» Your goal
Write the entries out again. Each one must match exactly.
---------- Data provided ----------
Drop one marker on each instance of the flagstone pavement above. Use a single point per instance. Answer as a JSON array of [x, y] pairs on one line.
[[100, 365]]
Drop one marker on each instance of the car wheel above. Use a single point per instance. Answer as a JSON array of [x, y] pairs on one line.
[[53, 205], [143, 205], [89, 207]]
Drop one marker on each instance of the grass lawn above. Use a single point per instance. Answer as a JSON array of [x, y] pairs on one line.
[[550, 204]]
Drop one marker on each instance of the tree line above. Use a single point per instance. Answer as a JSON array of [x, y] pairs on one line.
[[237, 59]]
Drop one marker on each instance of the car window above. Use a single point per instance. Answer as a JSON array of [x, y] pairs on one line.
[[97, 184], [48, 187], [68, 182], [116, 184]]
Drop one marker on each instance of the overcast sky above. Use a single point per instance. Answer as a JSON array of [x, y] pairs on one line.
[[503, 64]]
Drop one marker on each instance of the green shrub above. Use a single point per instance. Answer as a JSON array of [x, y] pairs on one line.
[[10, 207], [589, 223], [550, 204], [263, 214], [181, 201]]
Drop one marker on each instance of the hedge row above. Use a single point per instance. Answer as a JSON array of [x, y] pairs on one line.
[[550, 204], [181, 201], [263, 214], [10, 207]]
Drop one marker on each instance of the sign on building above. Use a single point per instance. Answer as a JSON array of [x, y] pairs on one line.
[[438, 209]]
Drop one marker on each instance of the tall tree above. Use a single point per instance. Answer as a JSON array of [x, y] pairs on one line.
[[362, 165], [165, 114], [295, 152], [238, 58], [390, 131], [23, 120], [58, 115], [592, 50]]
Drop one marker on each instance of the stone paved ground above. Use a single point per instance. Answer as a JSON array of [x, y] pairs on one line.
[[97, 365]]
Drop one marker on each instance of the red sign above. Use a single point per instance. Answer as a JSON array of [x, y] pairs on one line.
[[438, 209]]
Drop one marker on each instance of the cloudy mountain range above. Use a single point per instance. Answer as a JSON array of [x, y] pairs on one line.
----------
» Written solution
Drop one marker on each instance of the flagstone pavement above. Use a single point per instance. Answer as a JSON array of [x, y] pairs on one line.
[[100, 365]]
Drop one marker on each instance of the car wheel above. Use a single point per instance. Answer as a JSON array of [x, y] pairs on one line.
[[53, 205], [143, 205], [89, 207]]
Drop one marker on each instance of the grass lawn above. Use a single point per instance. Answer as a JSON array of [x, y] pairs on one line.
[[550, 204]]
Drop one marker on each instance of the tree line above. Use a single point per instance. Answer as a JSON array of [x, y] pairs on one line.
[[237, 59]]
Drop one marker on each instance of the car window above. Use a single point per instance. Answer as a JSON array of [x, y] pairs on one line.
[[97, 184], [48, 187], [68, 182], [116, 184]]
Drop one marker on each instance of the overcast sky above. Use a single point per instance. Answer as a JSON array of [x, y] pairs on one line.
[[503, 64]]
Drop one marker on each instance of the green shrub above. Use a single point per instance. Answer as a JSON array of [x, y] pairs on one line.
[[10, 207], [589, 223], [550, 204], [263, 214], [181, 201]]
Drop one marker on each instance of the hedge row above. Use a single point per instance. Answer as a JSON array of [x, y] pairs on one line.
[[550, 204], [181, 201], [263, 214], [10, 207]]
Drop one marker on each instance of the sign on building above. Use a single point per instance. Answer as a JSON array of [x, y] pairs on one line.
[[438, 209]]
Drop one marker on each instance of the tall tree above. Use a single point per instance. Answer as a JSON array of [x, y] pairs on one line.
[[362, 165], [165, 114], [295, 152], [238, 58], [390, 131], [23, 120], [58, 115], [592, 50]]
Drop one marker on each instance of the stone paved ground above. Use a single point per instance. Answer as a JSON array of [x, y] pairs on one line.
[[97, 365]]
Drop one marker on each instance of the red sign above. Use a single point per instance. Answer as a JSON array of [x, y] pairs on one line.
[[438, 209]]
Drop one marker on each instance of the cloudy mountain range above. Use a single point per instance. Answer as a JSON array of [x, y] pairs on one line.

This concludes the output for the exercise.